Start RECORDS PROVIDED

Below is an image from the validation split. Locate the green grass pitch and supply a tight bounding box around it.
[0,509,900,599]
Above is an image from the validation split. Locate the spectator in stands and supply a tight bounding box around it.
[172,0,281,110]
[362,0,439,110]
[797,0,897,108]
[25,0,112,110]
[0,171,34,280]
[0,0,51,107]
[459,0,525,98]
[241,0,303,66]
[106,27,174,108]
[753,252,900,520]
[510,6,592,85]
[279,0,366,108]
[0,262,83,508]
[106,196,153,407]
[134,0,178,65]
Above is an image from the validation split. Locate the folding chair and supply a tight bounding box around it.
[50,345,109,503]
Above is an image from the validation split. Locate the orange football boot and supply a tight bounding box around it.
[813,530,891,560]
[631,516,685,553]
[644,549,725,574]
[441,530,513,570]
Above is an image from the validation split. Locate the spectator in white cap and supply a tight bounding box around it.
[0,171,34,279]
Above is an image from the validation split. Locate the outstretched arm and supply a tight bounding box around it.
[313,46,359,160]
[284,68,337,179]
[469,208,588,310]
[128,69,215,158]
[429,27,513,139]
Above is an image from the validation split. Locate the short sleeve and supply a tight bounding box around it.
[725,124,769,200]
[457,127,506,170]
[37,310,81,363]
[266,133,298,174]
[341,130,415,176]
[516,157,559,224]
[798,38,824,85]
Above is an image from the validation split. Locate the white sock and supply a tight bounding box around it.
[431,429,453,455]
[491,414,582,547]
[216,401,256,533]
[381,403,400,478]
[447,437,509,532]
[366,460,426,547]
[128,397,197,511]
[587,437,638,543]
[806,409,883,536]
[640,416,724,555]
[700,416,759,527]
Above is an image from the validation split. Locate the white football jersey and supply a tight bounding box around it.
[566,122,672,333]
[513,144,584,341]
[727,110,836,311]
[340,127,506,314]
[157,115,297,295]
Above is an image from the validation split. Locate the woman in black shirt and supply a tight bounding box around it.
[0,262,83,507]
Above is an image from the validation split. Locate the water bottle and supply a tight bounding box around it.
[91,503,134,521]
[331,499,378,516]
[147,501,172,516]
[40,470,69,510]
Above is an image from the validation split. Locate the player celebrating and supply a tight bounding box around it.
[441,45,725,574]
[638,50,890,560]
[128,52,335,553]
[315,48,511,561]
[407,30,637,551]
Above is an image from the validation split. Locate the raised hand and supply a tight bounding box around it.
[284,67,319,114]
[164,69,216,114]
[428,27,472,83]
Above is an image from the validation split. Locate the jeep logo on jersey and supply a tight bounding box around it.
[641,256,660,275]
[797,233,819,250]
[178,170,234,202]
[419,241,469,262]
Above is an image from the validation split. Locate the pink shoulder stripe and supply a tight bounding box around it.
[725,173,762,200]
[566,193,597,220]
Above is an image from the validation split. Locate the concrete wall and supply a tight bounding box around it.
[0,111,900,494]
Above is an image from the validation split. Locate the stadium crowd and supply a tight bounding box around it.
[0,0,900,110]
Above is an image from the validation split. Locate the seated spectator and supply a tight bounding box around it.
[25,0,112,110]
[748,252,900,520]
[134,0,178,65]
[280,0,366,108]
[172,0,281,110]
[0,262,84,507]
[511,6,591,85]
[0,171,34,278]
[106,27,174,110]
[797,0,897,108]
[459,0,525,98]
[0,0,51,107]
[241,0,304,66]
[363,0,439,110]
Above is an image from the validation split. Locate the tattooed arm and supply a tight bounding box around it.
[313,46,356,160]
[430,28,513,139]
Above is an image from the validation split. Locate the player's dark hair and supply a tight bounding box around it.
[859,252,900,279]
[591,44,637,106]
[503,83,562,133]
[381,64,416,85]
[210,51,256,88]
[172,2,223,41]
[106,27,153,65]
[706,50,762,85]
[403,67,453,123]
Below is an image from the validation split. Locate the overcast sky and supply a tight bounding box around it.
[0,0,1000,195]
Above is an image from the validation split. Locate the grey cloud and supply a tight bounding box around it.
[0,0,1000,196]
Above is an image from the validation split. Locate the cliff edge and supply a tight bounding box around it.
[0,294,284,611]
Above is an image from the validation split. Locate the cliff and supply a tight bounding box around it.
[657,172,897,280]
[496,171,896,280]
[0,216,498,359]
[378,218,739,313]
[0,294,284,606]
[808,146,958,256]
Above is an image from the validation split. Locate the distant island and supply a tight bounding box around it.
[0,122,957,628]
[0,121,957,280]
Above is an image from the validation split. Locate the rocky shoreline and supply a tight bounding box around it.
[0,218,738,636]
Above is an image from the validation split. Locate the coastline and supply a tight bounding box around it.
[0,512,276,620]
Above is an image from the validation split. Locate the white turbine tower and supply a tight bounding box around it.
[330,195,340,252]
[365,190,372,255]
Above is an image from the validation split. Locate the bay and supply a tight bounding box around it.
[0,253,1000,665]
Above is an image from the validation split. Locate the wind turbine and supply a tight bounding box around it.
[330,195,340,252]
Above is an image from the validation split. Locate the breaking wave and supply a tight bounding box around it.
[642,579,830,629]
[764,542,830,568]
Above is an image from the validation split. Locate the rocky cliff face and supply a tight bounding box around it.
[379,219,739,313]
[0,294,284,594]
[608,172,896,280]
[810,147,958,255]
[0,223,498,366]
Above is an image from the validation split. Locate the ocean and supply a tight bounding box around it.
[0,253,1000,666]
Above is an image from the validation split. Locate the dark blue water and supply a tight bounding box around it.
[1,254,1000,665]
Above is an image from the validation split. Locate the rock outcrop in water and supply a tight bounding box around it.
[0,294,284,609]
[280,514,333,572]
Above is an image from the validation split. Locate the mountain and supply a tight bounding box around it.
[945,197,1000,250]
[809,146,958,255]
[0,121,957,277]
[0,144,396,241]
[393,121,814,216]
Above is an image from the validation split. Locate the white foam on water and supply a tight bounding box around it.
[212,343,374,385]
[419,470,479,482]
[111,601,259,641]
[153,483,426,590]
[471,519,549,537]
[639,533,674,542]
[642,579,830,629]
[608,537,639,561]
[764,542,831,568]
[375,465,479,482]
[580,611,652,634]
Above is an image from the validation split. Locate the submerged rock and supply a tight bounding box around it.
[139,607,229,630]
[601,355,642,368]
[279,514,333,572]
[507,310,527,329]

End RECORDS PROVIDED

Turn the part of the records that runs from the start through the line containing "[441,530,513,570]" into a JSON list of strings, one string per line, leaving out blank lines.

### [FULL OUTPUT]
[
  "Below is an image from the validation split. Locate the green grass pitch and supply a tight bounding box around it.",
  "[0,509,900,599]",
  "Above is an image from the validation split. Locate the spectator in stands and supply a tight bounding box around it.",
  "[172,0,281,110]",
  "[362,0,439,110]",
  "[797,0,897,108]",
  "[25,0,112,110]",
  "[0,171,34,280]",
  "[0,0,51,107]",
  "[459,0,525,98]",
  "[241,0,303,66]",
  "[106,27,174,108]",
  "[753,252,900,520]",
  "[510,6,592,85]",
  "[279,0,366,108]",
  "[0,262,83,508]",
  "[106,196,153,407]",
  "[134,0,178,65]",
  "Above is an image from the validation split. Locate the folding chair and supply a tight bounding box around it.",
  "[50,345,109,503]",
  "Above is an image from the validation split. Locate the orange football boot and supply a tight bounding box around it.",
  "[813,530,891,560]",
  "[631,516,685,553]",
  "[644,549,725,574]",
  "[441,530,513,570]"
]